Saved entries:
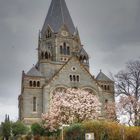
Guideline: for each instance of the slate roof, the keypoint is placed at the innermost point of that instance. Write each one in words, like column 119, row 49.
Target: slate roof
column 34, row 72
column 57, row 16
column 83, row 52
column 102, row 77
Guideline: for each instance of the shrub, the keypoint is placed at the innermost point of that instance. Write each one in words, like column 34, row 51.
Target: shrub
column 75, row 132
column 37, row 129
column 18, row 128
column 102, row 131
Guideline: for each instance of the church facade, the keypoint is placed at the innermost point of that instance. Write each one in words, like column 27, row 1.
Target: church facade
column 62, row 63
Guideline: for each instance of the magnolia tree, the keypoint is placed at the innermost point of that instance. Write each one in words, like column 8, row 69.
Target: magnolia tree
column 71, row 105
column 127, row 106
column 110, row 109
column 128, row 89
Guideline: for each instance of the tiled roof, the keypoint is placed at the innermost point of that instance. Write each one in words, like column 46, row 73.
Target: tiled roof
column 102, row 77
column 57, row 16
column 34, row 72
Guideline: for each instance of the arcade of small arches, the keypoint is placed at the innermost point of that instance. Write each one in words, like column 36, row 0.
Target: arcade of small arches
column 105, row 87
column 74, row 78
column 83, row 59
column 64, row 49
column 45, row 55
column 34, row 83
column 48, row 34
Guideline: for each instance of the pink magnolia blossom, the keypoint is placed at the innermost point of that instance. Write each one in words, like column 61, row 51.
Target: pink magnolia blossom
column 69, row 106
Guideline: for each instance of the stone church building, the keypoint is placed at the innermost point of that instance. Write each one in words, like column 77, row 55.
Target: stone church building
column 62, row 63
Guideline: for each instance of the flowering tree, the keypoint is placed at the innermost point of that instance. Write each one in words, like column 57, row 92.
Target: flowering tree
column 71, row 105
column 126, row 106
column 110, row 111
column 128, row 87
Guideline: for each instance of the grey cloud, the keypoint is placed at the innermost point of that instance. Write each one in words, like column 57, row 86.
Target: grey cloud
column 109, row 29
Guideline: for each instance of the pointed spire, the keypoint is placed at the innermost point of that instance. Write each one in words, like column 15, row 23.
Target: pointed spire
column 57, row 16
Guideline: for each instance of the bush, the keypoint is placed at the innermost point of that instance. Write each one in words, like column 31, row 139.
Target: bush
column 102, row 131
column 18, row 128
column 75, row 131
column 37, row 129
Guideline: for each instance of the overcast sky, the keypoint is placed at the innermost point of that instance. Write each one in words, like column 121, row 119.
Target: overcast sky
column 109, row 30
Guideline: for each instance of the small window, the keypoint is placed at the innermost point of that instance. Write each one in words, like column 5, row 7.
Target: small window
column 106, row 101
column 38, row 84
column 108, row 87
column 74, row 78
column 70, row 77
column 68, row 50
column 30, row 83
column 105, row 87
column 78, row 78
column 34, row 104
column 61, row 50
column 42, row 55
column 65, row 50
column 34, row 83
column 46, row 55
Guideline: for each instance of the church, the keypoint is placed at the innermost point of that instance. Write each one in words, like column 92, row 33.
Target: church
column 62, row 63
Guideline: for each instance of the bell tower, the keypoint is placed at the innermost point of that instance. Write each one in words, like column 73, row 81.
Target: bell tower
column 59, row 40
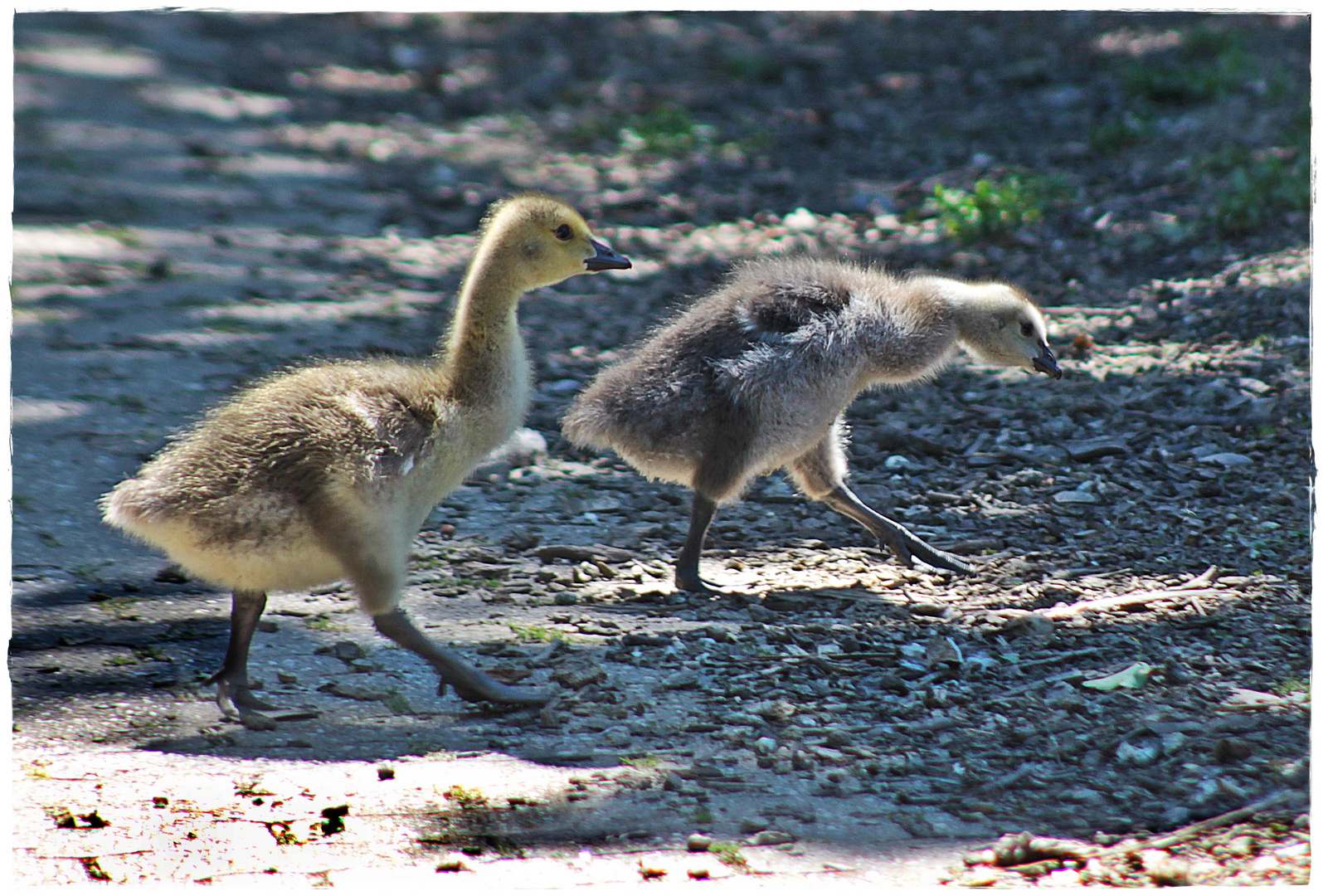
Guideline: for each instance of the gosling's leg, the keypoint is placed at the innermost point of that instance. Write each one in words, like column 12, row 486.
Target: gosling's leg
column 901, row 542
column 233, row 695
column 820, row 474
column 470, row 683
column 376, row 562
column 687, row 564
column 720, row 474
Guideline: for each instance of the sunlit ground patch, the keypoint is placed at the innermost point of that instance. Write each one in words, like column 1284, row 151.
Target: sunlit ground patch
column 41, row 411
column 89, row 60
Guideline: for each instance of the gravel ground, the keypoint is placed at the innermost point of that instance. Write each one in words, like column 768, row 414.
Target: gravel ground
column 202, row 199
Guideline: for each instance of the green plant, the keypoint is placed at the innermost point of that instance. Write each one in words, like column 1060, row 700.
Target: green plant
column 535, row 633
column 667, row 130
column 1120, row 133
column 751, row 65
column 1257, row 186
column 467, row 798
column 1207, row 65
column 729, row 855
column 1291, row 684
column 991, row 209
column 323, row 622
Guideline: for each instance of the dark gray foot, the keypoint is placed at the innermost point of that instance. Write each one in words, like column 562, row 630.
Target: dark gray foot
column 902, row 543
column 238, row 703
column 917, row 547
column 470, row 683
column 474, row 686
column 693, row 582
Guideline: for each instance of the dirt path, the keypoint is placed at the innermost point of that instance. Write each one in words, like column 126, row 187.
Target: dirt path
column 202, row 199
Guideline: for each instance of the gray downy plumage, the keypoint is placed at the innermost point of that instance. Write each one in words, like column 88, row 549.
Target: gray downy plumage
column 757, row 375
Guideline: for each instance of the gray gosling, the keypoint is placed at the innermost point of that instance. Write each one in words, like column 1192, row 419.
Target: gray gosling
column 756, row 377
column 328, row 471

● Task description
Retype the entries above exactly, but only from the line containing "Target: slate roof" through the line containing "Guideline: for each instance of the arcade", both included.

● Your solution
Target: slate roof
column 34, row 72
column 57, row 16
column 83, row 52
column 102, row 77
Guideline: for each instance of the shrub, the keypoint is placed at the innermost point of that instance. Write each one in words, like column 34, row 51.
Target: shrub
column 75, row 132
column 37, row 129
column 18, row 128
column 102, row 131
Guideline: for each instance of the church facade, the keypoint is placed at the innermost point of that instance. Write each one in words, like column 27, row 1.
Target: church facade
column 62, row 63
Guideline: for each instance of the magnolia tree, the keypoint is placed at the innermost point of that instance. Write each one in words, like column 8, row 69.
Target: magnolia tree
column 71, row 105
column 127, row 106
column 110, row 109
column 128, row 89
Guideline: for each instance of the tiled roof, the keypoint is placed at the innermost point of that instance. Write each one in words, like column 46, row 73.
Target: tiled roof
column 102, row 77
column 57, row 16
column 34, row 72
Guideline: for each instance of the arcade of small arches, the keypoint is placed at the innermost point of that instance. Write each one in words, like column 36, row 0.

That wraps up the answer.